This is one bit of policy that is primarily advocated by the democrats in which I give full support. Abolition of the mortgage "cram down" as it is most commonly known by the supreme court during the Clinton years was a foolish decision, removing an important mechanism for asset repricing from our housing market. The beauty of judicial modification was the adjustment of an inflated asset (house) price to a proper valuation without a nasty foreclosure (which negatively impacts all the property values around a foreclosed property). Long opposed by the Mortgage Banker's Association, sentiment is now moving back towards restoring the courts historic power, as Bank's begin to realize the GAAP value proposition of the modified loan, under mark to market accounting, is actually benefitial to the lender compared to recording a loss on the P&L and gaining a uselses piece of property. The National Home Builder's Association has reversed its stance on the law, as has Citigroup (see here: http://money.cnn.com/2009/01/08/news/companies/citi_home_bankruptcy/).


Not to mention it is the only form of consumer debt not subject to judicial modification - a ridiculous expection.

Ben Wheat said...

You don't address Iran in great detail either, I expected a short bit on that. I'm expecting Ahmedinejad to be replaced by a "reform" president in this year's election. The Supreme Council has, I think, had enough. Unless of course there are assurances from Russia that their saber-rattling will meet with unwavering support from the Kremlin.

——————————

**CHALLENGES**.
- a) From the passage on mortgage cram down, set down the part that opens with the words containing "You don't address" and closes with "from the Kremlin.".
- b) In the passage on mortgage cram down, which two organizations are said to have reversed their stance on the law?

——————————

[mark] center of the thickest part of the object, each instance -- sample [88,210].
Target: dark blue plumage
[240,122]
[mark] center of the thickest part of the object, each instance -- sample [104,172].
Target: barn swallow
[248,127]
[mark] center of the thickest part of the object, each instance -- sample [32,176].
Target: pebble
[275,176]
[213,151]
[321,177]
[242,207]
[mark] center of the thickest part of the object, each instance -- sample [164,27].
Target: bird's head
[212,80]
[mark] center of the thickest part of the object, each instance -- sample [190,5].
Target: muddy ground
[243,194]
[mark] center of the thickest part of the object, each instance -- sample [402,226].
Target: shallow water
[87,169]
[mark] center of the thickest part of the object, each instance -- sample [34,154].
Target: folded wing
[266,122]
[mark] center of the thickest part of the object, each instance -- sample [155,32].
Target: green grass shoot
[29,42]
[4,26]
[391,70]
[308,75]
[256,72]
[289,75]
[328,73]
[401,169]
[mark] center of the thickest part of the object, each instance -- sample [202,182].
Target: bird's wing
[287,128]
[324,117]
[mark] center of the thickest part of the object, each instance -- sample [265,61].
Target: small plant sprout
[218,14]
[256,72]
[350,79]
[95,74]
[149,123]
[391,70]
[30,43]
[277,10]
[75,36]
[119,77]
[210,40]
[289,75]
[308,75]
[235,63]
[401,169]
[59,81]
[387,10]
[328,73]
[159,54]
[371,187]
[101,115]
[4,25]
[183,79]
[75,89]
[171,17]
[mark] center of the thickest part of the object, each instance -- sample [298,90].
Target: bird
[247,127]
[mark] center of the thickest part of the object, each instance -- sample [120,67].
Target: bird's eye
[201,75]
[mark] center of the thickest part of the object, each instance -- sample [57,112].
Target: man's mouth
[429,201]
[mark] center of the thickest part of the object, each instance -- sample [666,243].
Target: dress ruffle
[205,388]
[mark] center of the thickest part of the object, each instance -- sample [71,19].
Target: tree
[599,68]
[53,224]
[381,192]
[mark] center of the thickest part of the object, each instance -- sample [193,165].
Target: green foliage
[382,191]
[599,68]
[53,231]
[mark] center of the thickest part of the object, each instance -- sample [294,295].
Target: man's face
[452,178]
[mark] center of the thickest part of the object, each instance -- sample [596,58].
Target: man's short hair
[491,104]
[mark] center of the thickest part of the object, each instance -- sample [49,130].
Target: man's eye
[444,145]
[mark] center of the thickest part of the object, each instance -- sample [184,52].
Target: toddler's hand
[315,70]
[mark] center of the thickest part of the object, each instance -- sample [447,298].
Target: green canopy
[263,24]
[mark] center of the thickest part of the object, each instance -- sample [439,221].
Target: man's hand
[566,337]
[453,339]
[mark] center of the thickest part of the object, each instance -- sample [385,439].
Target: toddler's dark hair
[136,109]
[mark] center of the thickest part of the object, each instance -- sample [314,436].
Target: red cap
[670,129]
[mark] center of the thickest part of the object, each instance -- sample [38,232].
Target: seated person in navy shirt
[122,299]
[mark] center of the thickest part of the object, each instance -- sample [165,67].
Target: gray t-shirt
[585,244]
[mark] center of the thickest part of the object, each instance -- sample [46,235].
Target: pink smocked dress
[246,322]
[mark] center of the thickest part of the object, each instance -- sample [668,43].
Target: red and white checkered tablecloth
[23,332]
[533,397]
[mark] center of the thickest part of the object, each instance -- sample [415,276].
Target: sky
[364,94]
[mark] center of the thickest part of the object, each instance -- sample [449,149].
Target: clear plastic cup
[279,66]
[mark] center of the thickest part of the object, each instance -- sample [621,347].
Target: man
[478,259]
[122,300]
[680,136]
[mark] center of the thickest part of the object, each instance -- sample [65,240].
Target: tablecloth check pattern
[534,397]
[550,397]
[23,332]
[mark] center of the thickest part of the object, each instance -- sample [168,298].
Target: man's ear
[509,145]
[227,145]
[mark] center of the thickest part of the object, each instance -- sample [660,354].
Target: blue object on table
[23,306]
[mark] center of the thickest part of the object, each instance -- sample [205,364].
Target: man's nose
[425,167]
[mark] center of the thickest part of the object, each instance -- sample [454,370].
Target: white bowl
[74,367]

——————————

**ANSWERS**.
- a)
You don't address Iran in great detail either, I expected a short bit on that. I'm expecting Ahmedinejad to be replaced by a "reform" president in this year's election. The Supreme Council has, I think, had enough. Unless of course there are assurances from Russia that their saber-rattling will meet with unwavering support from the Kremlin.

- b) The National Home Builder's Association and Citigroup.